**What this task involves**
Carry on the passage about reaching financial goals ahead of your partner, starting right after its last sentence.

**Text passage**
....

As a partner, we often feel an obligation to pace ourselves with our significant others in most things, including financial success. If you find you’re meeting financial goals before he or she does, it can lead to feelings of guilt and even envy on the part of your partner. We’re going to look at why you shouldn’t feel guilty about this, and why envy on the part of your partner (to an extent) is a somewhat normal reaction and when it’s going too far.
Whether you’re married, engaged, or only dating, this information still applies to you. We tend to martyr ourselves on the altar of our relationships, putting the needs of the relationship before ourselves. The truth is, we can’t function well in a relationship if we don’t take care of ourselves first.
Here’s why you shouldn’t feel guilty about hitting financial goals first.

....

**Given data**
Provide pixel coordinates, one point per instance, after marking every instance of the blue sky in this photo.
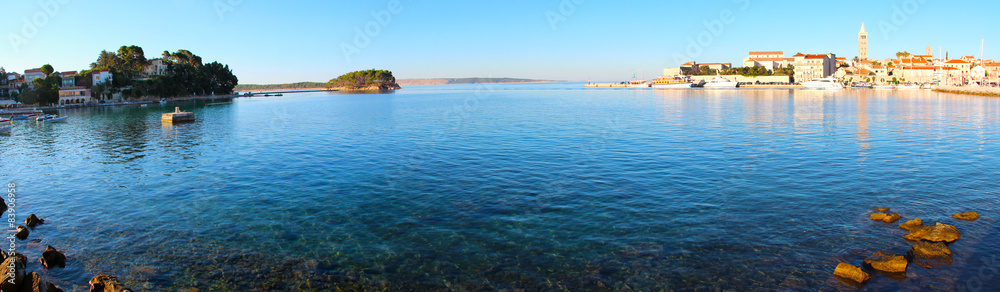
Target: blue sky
(289, 41)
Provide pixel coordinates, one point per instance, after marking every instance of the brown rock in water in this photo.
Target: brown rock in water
(20, 262)
(107, 283)
(970, 216)
(49, 287)
(850, 272)
(887, 262)
(33, 221)
(52, 258)
(891, 218)
(22, 232)
(33, 283)
(930, 250)
(878, 216)
(908, 225)
(937, 233)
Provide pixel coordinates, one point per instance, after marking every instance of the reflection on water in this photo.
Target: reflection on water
(536, 187)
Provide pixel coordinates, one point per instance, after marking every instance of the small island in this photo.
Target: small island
(365, 80)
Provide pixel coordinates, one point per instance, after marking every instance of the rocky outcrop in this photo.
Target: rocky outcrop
(930, 250)
(850, 272)
(909, 225)
(107, 283)
(52, 258)
(878, 216)
(19, 262)
(970, 216)
(887, 262)
(936, 233)
(49, 287)
(33, 221)
(33, 283)
(22, 232)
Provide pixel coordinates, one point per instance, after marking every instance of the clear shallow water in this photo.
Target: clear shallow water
(530, 186)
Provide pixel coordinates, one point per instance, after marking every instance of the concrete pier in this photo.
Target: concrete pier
(177, 116)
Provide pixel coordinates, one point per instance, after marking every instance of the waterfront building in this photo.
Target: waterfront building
(31, 75)
(68, 80)
(863, 43)
(102, 76)
(809, 67)
(156, 67)
(964, 66)
(767, 59)
(74, 95)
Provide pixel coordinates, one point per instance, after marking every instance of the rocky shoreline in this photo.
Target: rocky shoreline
(930, 247)
(984, 91)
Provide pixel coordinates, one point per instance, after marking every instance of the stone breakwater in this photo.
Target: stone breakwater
(987, 91)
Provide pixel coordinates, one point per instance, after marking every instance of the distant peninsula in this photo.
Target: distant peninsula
(400, 82)
(473, 80)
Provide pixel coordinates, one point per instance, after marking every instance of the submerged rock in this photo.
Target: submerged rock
(33, 283)
(908, 225)
(52, 258)
(887, 262)
(19, 262)
(22, 232)
(970, 216)
(49, 287)
(33, 221)
(891, 218)
(930, 250)
(939, 232)
(107, 283)
(850, 272)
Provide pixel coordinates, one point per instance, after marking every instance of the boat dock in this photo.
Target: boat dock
(177, 116)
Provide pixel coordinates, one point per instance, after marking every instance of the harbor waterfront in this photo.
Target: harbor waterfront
(511, 186)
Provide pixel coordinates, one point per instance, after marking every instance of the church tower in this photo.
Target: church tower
(863, 43)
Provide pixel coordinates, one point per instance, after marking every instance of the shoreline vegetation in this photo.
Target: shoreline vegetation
(400, 82)
(364, 80)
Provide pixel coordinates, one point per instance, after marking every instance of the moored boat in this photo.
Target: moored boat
(677, 82)
(827, 83)
(721, 83)
(633, 84)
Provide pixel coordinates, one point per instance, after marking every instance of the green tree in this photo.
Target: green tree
(132, 61)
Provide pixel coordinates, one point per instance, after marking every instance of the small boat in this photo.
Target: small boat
(828, 83)
(56, 120)
(720, 83)
(677, 81)
(633, 84)
(860, 85)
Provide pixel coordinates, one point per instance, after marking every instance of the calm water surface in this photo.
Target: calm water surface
(492, 187)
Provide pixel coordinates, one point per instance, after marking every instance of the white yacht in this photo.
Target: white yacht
(638, 84)
(828, 83)
(677, 81)
(719, 82)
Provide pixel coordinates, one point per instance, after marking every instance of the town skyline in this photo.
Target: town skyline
(558, 40)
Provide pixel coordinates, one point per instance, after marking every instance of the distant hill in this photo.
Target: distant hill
(474, 80)
(289, 86)
(401, 82)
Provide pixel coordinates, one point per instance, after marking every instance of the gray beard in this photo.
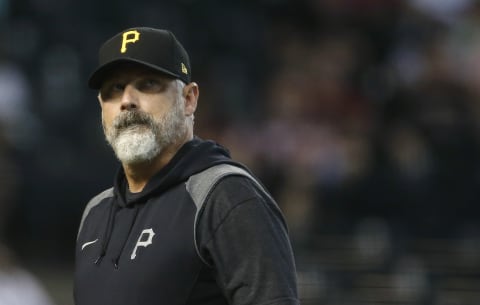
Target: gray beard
(137, 137)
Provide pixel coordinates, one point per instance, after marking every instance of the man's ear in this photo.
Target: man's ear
(191, 93)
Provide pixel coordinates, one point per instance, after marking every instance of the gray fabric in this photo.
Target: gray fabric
(92, 203)
(200, 185)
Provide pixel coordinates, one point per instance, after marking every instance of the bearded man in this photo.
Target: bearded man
(183, 223)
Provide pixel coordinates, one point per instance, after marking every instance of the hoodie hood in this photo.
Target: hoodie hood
(193, 157)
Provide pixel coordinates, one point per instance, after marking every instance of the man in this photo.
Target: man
(183, 223)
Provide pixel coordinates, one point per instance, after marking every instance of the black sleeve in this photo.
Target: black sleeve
(242, 234)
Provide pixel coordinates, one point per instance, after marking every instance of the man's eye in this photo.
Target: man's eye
(110, 90)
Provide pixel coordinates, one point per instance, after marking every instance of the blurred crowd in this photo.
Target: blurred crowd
(361, 116)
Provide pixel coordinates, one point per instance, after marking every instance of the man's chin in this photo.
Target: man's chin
(133, 147)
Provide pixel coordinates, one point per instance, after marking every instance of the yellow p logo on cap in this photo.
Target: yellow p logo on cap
(129, 37)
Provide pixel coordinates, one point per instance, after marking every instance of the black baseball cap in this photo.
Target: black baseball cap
(154, 48)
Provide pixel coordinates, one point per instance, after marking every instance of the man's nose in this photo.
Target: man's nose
(129, 98)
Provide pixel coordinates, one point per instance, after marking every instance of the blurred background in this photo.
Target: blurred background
(361, 116)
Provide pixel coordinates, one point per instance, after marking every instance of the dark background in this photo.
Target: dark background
(361, 117)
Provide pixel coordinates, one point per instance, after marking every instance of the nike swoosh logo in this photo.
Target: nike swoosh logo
(89, 243)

....

**Result**
Not Everyone Starts Out The Same
It’s important to remember that not everyone starts in the same financial place in life. Some people grow up poor, with their parents having no real talent for managing money, and some people grow up with hedge fund managers and investors. Where we come from has a huge impact on our own financial awareness and success. If your parents were frivolous spenders, you might be, too. If they were wise with their money, they’ve likely passed down the habit.
Remember that your significant other might not have had the same financial awareness, training, or opportunities that you had (or have now). That’s something you can’t control, and you shouldn’t have to feel guilty about it.
Envy Is Normal…To An Extent
We all carry a small amount of envy when people reach goals before us or are more successful than us. This is healthy in small doses, as envy can actually be quite the motivator. However, when envy becomes toxic, it can lead to a guilt trip or other behavior aimed at making you feel more guilty about your success. Let’s be clear here: guilt-tripping is unacceptable and borderline abusive behavior. If someone is so jealous of your success that they strive to make you feel guilty about it, they have some insecurities that should be addressed.
You especially shouldn’t be getting this toxicity from your partner. They’re supposed to support and encourage you, not make you feel guilty for your progress!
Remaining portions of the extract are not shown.